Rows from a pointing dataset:
################
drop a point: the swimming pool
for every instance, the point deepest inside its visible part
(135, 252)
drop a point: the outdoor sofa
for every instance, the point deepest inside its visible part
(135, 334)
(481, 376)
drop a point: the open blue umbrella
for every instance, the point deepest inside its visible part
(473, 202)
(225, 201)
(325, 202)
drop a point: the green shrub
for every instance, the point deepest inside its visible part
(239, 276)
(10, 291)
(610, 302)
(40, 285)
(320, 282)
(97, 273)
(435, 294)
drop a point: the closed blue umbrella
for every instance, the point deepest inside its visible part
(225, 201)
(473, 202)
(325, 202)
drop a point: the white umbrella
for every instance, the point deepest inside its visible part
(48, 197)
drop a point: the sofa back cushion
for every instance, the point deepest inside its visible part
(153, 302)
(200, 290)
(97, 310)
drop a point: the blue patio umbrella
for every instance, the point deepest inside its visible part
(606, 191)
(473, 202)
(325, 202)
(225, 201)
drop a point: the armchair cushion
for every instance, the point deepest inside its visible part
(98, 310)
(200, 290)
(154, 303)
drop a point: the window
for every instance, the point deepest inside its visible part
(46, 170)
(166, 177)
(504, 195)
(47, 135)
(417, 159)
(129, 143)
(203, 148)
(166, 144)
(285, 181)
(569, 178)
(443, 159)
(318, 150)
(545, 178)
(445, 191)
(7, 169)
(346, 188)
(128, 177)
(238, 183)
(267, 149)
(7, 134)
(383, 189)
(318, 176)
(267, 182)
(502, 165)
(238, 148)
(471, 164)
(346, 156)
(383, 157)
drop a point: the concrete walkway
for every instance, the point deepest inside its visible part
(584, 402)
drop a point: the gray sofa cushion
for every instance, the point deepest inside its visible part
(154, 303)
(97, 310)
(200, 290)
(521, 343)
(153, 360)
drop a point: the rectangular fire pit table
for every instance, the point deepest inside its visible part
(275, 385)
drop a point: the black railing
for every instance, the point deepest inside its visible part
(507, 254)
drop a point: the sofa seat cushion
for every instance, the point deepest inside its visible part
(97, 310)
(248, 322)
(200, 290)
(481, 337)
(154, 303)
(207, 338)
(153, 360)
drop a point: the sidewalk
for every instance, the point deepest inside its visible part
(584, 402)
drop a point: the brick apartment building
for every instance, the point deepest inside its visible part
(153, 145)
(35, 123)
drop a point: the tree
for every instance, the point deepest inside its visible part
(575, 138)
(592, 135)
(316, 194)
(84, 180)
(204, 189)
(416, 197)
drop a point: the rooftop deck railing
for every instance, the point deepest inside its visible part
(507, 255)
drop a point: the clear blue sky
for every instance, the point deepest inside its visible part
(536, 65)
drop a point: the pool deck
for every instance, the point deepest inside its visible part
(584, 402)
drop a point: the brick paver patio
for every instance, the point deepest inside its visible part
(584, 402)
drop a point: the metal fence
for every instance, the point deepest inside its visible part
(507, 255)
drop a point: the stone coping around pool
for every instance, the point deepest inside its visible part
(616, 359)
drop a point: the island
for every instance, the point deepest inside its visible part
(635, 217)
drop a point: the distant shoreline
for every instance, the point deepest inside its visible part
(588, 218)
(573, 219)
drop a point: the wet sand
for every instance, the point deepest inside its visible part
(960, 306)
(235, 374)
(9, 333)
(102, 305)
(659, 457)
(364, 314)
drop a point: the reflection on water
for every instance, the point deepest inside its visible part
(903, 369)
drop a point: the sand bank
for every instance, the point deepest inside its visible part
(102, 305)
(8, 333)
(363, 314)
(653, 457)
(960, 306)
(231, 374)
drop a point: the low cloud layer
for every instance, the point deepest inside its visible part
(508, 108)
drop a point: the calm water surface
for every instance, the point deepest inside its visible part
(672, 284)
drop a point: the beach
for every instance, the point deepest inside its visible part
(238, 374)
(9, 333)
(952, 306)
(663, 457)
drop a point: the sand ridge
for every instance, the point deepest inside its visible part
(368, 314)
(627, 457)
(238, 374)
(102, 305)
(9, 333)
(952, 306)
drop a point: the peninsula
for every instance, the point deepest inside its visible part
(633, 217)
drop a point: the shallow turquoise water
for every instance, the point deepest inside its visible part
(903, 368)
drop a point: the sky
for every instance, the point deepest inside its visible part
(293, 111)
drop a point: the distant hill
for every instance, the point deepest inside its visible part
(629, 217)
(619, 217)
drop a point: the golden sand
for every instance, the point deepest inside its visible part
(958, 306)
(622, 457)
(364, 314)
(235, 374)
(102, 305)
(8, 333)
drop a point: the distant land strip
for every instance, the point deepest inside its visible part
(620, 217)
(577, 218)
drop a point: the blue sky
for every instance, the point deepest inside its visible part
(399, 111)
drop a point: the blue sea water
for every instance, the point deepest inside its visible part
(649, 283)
################
**To do**
Please rewrite all the rows above, changing every "drop a point" to "place a marker" and leaving everything else unchanged.

**Written solution**
place a marker: the swimming pool
for every instance, the point deepest inside its visible part
(135, 252)
place a marker: the outdoor sofa
for every instance, the point deepest inside its visible part
(135, 334)
(481, 376)
place a marker: the open blue umbrella
for every instance, the point deepest inside its visible part
(473, 202)
(225, 201)
(325, 202)
place a marker: the green shrub
for every instance, the point deepest inside its visible part
(239, 276)
(10, 291)
(610, 302)
(40, 285)
(320, 282)
(97, 273)
(435, 294)
place a marker: the closed blue umbrella
for every instance, the point deepest inside its visible part
(225, 201)
(473, 202)
(325, 202)
place a marker: the white umbrella
for every instance, the point deepest inside its visible part
(48, 197)
place a marker: the sofa back cushion
for every instance, the point deepest inside its visible part
(153, 302)
(200, 290)
(97, 310)
place a marker: the blue patio umbrella
for every instance, the point deepest inside its visible part
(606, 191)
(473, 202)
(325, 202)
(225, 201)
place a marker: the armchair cushion
for every instance, the point deepest inside its visible part
(98, 310)
(200, 290)
(154, 303)
place a marker: the window
for every instance, the point deepest inside its visible part
(46, 170)
(166, 177)
(504, 195)
(47, 135)
(417, 159)
(129, 143)
(203, 148)
(166, 144)
(285, 181)
(569, 178)
(443, 159)
(318, 150)
(545, 178)
(445, 191)
(7, 169)
(346, 188)
(128, 177)
(238, 183)
(267, 149)
(7, 134)
(383, 189)
(318, 176)
(267, 182)
(502, 165)
(238, 148)
(471, 164)
(346, 156)
(383, 157)
place a marker: the concrete walkway
for every instance, the point deepest inside its visible part
(584, 402)
place a marker: the gray sofa cushion
for every instance, the point deepest inside its visible part
(154, 303)
(97, 310)
(200, 290)
(521, 343)
(153, 360)
place a marker: the rectangular fire pit table
for every instance, the point deepest inside its visible part
(275, 385)
place a marker: the black railing
for every instance, the point deepest inside its visible part
(507, 254)
place a marker: the sofa seat cushion
for every instance, the point deepest inside its visible part
(97, 310)
(248, 322)
(200, 290)
(481, 337)
(154, 303)
(207, 338)
(153, 360)
place a marker: the sidewalk
for every instance, the point deepest inside its visible part
(584, 402)
place a marker: the brick apartment building
for every instance, the point deepest inside its visible part
(153, 145)
(35, 123)
place a marker: the tree
for every instance, the point deepest inside its visible part
(575, 138)
(592, 135)
(316, 194)
(84, 180)
(204, 189)
(416, 197)
place a marker: the rooftop deck railing
for every instance, the point deepest inside its visible part
(507, 255)
place a marker: the clear blue sky
for every instance, the point deepest inside its visible part
(536, 65)
place a marker: the pool deck
for every instance, the point deepest inside its visible part
(584, 402)
place a marker: the brick paver patio
for every instance, the point deepest inside its visible part
(584, 402)
place a marker: the metal fence
for every instance, the point deepest inside its visible part
(507, 255)
place a marker: the stone coping around pool
for every instance, the point deepest inside its visible part
(616, 359)
place a marker: the island
for every instance, the point deepest inside its visible part
(635, 217)
place a marker: the distant shoreline
for every instance, the point deepest inside its visible part
(588, 218)
(573, 219)
place a marker: the wet sand
for every instance, the point deepest inside its visible part
(960, 306)
(235, 374)
(9, 333)
(102, 305)
(659, 457)
(364, 314)
place a marker: the reflection on water
for every instance, the point deepest inside its visible part
(903, 369)
place a marker: the sand bank
for every instance, the point deepest inside its visible part
(102, 305)
(8, 333)
(363, 314)
(653, 457)
(960, 306)
(231, 374)
place a marker: the low cloud layer
for every instance, the point deepest inside its visible part
(508, 108)
place a marker: the calm water surface
for every instance, the point deepest inside its visible part
(672, 284)
place a marker: the beach
for every instance, the point deepest inside its visible part
(238, 374)
(9, 333)
(952, 306)
(663, 457)
place a marker: the sand ridge
for every instance, the point deepest inside its visible part
(368, 314)
(627, 457)
(238, 374)
(102, 305)
(9, 333)
(952, 306)
place a marker: the peninsula
for every instance, the point deepest inside its visible part
(633, 217)
place a marker: the shallow turquoise water
for every instance, the point deepest inside its visible part
(903, 368)
place a marker: the sky
for every instance, the point deepest inside its visible part
(293, 111)
place a marker: the distant hill
for every instance, the point deepest inside its visible part
(629, 217)
(619, 217)
place a marker: the golden sand
for every instance, the point deepest inside its visible part
(958, 306)
(622, 457)
(364, 314)
(235, 374)
(102, 305)
(8, 333)
place a marker: the distant land strip
for every instance, the point deepest inside its visible part
(620, 217)
(577, 218)
place a marker: the blue sky
for every instance, the point deepest inside its visible part
(399, 111)
place a marker: the blue sea water
for every instance, the point deepest inside its visible part
(649, 283)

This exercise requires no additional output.